■ **PROBLEM DESCRIPTION**: Put the lines of the material into a numbered list, starting at the line that contains "Run detection on p label" and ending at the last line of the material, with both of those lines included and any blank lines left out.

■ **EXCERPTED DATA**:
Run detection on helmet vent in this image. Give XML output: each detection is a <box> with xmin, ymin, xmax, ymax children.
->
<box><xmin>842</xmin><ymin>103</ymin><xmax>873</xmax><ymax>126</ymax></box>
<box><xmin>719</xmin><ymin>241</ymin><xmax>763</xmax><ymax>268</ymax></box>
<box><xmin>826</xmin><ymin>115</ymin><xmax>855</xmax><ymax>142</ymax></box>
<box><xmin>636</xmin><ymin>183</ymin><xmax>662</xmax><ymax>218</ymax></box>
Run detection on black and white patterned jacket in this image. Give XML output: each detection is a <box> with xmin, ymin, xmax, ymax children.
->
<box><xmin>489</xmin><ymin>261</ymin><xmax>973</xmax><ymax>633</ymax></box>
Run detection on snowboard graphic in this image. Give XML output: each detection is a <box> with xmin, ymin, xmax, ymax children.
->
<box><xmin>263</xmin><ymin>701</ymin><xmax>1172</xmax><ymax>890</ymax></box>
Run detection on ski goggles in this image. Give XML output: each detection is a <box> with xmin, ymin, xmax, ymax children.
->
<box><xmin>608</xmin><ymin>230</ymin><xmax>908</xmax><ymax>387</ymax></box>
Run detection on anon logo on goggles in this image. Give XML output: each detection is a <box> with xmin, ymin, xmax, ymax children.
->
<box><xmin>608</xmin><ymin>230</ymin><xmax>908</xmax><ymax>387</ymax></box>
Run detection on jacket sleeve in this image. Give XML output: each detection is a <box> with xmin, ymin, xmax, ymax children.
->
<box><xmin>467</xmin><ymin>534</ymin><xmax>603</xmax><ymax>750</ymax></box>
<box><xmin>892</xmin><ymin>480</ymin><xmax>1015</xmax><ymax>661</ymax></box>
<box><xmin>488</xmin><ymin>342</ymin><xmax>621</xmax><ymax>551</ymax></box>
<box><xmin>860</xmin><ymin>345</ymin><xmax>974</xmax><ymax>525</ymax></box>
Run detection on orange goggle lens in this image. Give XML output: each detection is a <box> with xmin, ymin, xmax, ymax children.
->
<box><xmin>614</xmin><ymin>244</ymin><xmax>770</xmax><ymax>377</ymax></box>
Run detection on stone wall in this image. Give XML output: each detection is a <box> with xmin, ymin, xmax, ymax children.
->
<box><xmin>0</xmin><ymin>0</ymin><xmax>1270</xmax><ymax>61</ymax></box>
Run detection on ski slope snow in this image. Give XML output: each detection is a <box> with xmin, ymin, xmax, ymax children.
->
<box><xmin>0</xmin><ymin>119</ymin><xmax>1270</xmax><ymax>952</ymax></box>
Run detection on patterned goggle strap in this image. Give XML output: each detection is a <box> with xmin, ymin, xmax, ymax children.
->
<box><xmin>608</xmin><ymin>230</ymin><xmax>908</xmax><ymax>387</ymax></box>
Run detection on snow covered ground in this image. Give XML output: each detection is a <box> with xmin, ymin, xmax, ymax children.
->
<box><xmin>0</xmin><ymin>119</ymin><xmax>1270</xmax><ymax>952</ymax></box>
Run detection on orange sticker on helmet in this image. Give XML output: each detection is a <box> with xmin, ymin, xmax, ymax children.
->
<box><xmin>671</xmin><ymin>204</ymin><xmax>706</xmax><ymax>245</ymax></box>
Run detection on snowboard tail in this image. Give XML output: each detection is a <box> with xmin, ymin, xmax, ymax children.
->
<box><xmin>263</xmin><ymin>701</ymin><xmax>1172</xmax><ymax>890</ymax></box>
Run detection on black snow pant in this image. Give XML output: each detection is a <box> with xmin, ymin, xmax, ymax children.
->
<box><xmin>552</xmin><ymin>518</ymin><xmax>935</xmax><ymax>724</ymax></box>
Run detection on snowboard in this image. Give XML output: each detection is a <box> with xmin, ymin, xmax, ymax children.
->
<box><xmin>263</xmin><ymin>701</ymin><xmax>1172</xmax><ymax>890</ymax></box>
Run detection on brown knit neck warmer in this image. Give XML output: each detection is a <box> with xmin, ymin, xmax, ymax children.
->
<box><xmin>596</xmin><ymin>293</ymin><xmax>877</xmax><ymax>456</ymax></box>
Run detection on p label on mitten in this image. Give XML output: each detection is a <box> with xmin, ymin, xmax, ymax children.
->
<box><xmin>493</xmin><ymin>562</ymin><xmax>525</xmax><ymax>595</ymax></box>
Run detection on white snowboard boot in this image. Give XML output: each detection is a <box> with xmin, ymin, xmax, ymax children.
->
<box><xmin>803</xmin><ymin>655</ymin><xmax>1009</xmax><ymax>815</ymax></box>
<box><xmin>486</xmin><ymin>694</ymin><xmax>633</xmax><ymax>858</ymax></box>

■ **THE ANSWER**:
1. Run detection on p label on mitten in this image. Give XML output: each detection is a <box> with xmin, ymin, xmax, ymax children.
2. ->
3. <box><xmin>493</xmin><ymin>562</ymin><xmax>525</xmax><ymax>595</ymax></box>
4. Run detection on white snowboard boot in this image. Give XML output: each detection is a <box> with xmin, ymin, xmax, ymax children.
5. ->
6. <box><xmin>803</xmin><ymin>655</ymin><xmax>1009</xmax><ymax>815</ymax></box>
7. <box><xmin>486</xmin><ymin>694</ymin><xmax>633</xmax><ymax>858</ymax></box>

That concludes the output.